→ 課題 1:
以下のエントリから、文字列「blue」を含む行をすべて抜き出してください。

→ 掲載文:
★ ★ ★ ★

米田佳奈さん (作詞作曲&ピアノ奏者) 気合と根性のキラキラママ
米田佳奈(よねだ・かな)さん。福島県福島市出身。
福島県立福島女子高等学校(2003年から共学。橘高等学校に改名)→東京音楽大学音楽学部音楽学科器楽専攻ピアノ科卒業。
「奏音(かなで)」名義でソロ活動を、またユニット「福島三人娘」で、東北各地の復興支援コンサートを精力的に行う。
1 大学まで
〇生まれは福島市
自然が多く、果物とお水が美味しいところです。小学生のころ、教科書に出てくる植物や虫は実物を見て学んでいたと思います。
それと、皆さん温和で親切で、助け合いができるところが素敵だなぁと思っています。正直者が多いので、結婚相手におすすめです。
福島県は広くて、「浜通り」「中通り」「会津」地方があり、お天気も違うのですが、基本的に、「ならぬものはならぬ」という精神は県内共通かなぁと思います。
母が音楽が好きで、家にアップライトのピアノがありましたので、自然と弾くようになりました。
耳コピが得意だったようです。
母がテレビを見て、ドラマのテーマソングやCMの曲を「これ弾いてみて!」とリクエストするのをすぐピアノで表現できました。
母が喜んでくれるのが嬉しくて、どんどん弾いていました。褒められて伸びる子でした(笑)。
〇作詞を始めたきっかけ
そのうち自分でオリジナルの曲を弾くようになったのですが、やはり「歌いたいなあ・・・」と思い、心の赴くままに詩を付けるようになりました。
最初の詩は、6歳ぐらいの「ため息つかないで仲良くしよう」だったかなぁ。
〇他の楽器の経験
小学生のころ、夏休み期間のみバイオリンを少し。
大人になってからは、曲作りのため、チェロやシンセサイザーをかじりました。
最近では、フルートがお気に入り。音色が好きで。ピアノの他に極めたいとすれば、フルートです。
真面目に毎日練習したら、そこそこ吹けるようになれそうです。
〇中高時代
青春時代は、合唱コンクールとピアノや作曲のレッスン、また学業も全力で頑張っていました。
中学・高校で、合唱部の伴奏をしていました。
福島は合唱大国で、どの学校もレベルが高かったと思います。
東北大会で、なかなかゴールド金賞が取れず、部員全員で泣いたこともあります。
福島女子高は、県立普通高校の中でもレベルが高かったので、普段の勉強だけでも大変でした。
しかし、ピアノの恩師が東京藝術大学の教授だったので、どうしても音大に入りたくて、両立を頑張りました。
音大受験のために、月2回東京に通いました。
とにかく忙しく、日々睡魔との闘いで、鼻にメンソレータムのリップクリームを塗り、常にスースーさせて眠気覚ましにしていました(笑)。

★ ★ ★ ★

→ 課題 2:
掲載文によると、米田佳奈さんは音大受験のためにどのくらいの頻度で東京に通っていましたか。

★ ★ ★ ★

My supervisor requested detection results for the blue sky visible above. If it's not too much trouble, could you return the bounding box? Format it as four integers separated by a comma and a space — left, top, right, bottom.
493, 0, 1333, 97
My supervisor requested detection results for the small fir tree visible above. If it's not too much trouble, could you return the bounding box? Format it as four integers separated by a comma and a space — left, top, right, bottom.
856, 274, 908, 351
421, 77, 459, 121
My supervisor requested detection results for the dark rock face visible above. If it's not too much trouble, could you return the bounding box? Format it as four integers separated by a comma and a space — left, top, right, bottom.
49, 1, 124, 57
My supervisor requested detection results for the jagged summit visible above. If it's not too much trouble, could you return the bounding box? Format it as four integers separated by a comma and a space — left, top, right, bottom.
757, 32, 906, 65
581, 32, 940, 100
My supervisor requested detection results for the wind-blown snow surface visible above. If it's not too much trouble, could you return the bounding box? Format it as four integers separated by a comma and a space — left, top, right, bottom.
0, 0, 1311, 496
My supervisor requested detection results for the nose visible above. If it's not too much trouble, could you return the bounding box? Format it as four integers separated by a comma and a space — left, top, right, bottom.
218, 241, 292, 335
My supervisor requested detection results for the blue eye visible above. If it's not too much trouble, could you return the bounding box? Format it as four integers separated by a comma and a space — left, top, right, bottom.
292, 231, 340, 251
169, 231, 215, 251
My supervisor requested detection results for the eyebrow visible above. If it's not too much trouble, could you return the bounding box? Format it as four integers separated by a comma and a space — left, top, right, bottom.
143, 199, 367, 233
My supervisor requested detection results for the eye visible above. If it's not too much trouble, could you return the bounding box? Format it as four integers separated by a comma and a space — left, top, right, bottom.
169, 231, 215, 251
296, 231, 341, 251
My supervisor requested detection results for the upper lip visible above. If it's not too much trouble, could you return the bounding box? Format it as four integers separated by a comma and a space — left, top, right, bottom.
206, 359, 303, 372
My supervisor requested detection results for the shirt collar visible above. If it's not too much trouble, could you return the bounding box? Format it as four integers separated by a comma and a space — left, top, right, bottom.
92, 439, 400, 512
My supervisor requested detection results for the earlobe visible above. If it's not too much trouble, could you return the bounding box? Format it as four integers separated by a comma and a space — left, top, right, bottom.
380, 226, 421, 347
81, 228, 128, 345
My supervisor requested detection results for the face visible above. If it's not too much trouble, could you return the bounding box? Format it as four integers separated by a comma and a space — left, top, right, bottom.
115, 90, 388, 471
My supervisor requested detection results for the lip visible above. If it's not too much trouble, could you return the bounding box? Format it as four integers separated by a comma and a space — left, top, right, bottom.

★ ★ ★ ★

→ 出力 1:
My supervisor requested detection results for the blue sky visible above. If it's not too much trouble, could you return the bounding box? Format it as four integers separated by a comma and a space — left, top, right, bottom.
My supervisor requested detection results for the blue eye visible above. If it's not too much trouble, could you return the bounding box? Format it as four integers separated by a comma and a space — left, top, right, bottom.

→ 出力 2:
月2回です。